## What you need to do
Reproduce verbatim the lines beginning with the line that contains "Target: toy food package" and ending with the line that contains "817 30 L 817", including both of those lines.

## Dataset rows

------------------------------------

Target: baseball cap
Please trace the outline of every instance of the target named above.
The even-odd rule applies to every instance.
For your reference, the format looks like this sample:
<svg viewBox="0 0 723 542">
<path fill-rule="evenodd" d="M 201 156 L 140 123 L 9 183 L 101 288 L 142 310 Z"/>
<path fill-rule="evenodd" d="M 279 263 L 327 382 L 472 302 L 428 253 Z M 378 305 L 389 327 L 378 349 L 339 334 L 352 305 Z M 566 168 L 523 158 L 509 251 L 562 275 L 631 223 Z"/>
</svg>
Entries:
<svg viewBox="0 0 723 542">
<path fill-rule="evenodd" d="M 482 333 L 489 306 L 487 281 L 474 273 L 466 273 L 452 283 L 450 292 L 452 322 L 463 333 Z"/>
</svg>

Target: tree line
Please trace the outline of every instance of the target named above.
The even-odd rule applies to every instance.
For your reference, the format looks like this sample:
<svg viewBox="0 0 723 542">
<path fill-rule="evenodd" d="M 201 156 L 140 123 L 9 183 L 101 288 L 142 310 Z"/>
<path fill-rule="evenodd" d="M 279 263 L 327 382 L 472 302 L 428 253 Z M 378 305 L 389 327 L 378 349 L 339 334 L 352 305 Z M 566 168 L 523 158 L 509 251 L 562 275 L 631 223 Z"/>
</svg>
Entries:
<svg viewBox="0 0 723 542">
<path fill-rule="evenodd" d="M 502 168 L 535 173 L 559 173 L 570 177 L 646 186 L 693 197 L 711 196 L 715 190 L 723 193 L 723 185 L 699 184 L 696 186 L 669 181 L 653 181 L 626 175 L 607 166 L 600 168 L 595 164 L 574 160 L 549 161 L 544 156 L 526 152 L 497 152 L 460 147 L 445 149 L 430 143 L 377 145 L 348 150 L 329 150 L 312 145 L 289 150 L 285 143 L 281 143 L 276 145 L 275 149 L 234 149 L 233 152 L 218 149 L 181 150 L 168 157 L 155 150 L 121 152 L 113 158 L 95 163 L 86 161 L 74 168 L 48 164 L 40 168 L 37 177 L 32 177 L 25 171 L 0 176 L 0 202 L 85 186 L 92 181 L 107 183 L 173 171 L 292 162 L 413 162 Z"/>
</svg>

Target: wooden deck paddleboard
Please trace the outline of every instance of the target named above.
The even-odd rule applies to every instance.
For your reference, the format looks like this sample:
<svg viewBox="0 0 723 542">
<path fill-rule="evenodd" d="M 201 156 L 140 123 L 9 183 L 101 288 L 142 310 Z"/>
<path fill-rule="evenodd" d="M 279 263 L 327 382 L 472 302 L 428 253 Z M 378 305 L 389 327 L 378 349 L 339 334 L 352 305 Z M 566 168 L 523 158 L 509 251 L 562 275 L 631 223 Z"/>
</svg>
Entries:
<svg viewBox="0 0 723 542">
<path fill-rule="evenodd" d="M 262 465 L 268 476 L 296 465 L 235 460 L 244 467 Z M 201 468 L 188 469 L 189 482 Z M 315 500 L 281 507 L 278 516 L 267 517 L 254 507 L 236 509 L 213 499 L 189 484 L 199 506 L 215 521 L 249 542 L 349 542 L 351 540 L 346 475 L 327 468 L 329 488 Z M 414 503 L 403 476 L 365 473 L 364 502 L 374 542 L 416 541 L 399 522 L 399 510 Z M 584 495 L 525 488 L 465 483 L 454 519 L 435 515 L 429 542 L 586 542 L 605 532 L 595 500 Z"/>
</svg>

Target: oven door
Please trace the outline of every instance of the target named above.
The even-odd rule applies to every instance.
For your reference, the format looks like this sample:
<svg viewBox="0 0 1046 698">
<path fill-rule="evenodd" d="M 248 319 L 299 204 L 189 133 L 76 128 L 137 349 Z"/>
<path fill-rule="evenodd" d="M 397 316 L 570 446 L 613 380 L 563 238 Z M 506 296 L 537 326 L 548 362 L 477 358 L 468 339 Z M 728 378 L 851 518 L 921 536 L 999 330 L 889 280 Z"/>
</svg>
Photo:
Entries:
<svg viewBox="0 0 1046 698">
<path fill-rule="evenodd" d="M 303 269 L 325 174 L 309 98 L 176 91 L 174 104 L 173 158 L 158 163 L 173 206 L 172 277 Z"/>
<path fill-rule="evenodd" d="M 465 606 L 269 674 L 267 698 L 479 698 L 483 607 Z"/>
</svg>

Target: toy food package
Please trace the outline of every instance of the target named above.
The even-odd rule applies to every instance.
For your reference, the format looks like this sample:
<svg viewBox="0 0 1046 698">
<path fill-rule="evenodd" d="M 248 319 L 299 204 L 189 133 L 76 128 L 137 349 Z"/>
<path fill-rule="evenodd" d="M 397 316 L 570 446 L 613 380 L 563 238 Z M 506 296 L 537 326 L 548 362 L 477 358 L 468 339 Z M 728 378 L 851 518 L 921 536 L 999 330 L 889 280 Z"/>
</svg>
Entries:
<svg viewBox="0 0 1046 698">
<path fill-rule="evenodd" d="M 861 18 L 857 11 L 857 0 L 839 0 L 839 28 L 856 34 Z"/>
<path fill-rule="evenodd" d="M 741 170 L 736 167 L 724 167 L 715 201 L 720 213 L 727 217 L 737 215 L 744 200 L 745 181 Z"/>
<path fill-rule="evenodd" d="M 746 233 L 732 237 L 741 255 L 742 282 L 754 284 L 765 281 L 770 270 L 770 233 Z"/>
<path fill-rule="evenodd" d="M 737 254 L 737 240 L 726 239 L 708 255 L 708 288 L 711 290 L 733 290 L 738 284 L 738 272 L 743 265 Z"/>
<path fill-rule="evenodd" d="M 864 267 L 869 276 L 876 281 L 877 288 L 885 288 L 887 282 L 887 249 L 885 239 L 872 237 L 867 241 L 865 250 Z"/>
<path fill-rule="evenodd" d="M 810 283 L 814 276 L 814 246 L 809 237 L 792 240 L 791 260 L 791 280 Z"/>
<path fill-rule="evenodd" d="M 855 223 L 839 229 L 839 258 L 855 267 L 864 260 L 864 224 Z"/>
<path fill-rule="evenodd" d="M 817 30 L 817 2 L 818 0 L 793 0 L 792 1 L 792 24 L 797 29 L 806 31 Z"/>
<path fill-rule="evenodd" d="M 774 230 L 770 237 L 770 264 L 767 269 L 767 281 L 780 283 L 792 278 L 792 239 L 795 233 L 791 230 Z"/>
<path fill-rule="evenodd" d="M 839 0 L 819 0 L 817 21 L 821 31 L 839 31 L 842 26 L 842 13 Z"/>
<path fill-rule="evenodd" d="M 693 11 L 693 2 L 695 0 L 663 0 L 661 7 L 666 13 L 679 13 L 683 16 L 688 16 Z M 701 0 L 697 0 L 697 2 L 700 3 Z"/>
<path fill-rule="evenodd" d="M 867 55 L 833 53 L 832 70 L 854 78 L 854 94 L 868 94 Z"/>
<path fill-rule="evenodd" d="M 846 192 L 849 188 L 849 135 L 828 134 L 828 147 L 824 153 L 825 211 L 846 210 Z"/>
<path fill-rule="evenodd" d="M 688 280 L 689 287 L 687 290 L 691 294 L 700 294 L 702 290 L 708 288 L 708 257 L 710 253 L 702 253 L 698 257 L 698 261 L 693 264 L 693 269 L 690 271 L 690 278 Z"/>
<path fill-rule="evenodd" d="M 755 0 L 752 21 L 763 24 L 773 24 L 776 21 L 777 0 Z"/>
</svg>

------------------------------------

## Complete response
Target: toy food package
Please trace the outline of every instance of the target named above.
The even-odd rule applies to every instance.
For your reference, the format looks like this sample:
<svg viewBox="0 0 1046 698">
<path fill-rule="evenodd" d="M 248 319 L 299 204 L 189 133 L 76 128 L 137 349 Z"/>
<path fill-rule="evenodd" d="M 397 316 L 570 446 L 613 380 L 563 238 Z M 506 296 L 537 326 L 548 362 L 477 358 L 468 339 Z M 728 378 L 851 518 L 921 536 L 999 330 L 889 280 Z"/>
</svg>
Entries:
<svg viewBox="0 0 1046 698">
<path fill-rule="evenodd" d="M 861 18 L 857 11 L 857 0 L 839 0 L 839 28 L 856 34 Z"/>
<path fill-rule="evenodd" d="M 741 170 L 736 167 L 724 167 L 715 201 L 720 213 L 727 217 L 737 215 L 744 200 L 745 181 Z"/>
<path fill-rule="evenodd" d="M 746 233 L 732 237 L 741 255 L 742 282 L 754 284 L 765 281 L 770 270 L 770 233 Z"/>
<path fill-rule="evenodd" d="M 737 254 L 737 240 L 726 239 L 708 255 L 708 288 L 711 290 L 733 290 L 738 284 L 738 272 L 743 265 Z"/>
<path fill-rule="evenodd" d="M 864 267 L 869 276 L 876 281 L 877 288 L 885 288 L 887 282 L 887 249 L 885 239 L 872 237 L 867 241 L 865 250 Z"/>
<path fill-rule="evenodd" d="M 810 283 L 814 276 L 814 246 L 809 237 L 792 240 L 791 260 L 791 280 Z"/>
<path fill-rule="evenodd" d="M 855 223 L 839 229 L 839 258 L 855 267 L 864 260 L 864 224 Z"/>
<path fill-rule="evenodd" d="M 817 30 L 817 2 L 818 0 L 793 0 L 792 1 L 792 24 L 797 29 L 806 31 Z"/>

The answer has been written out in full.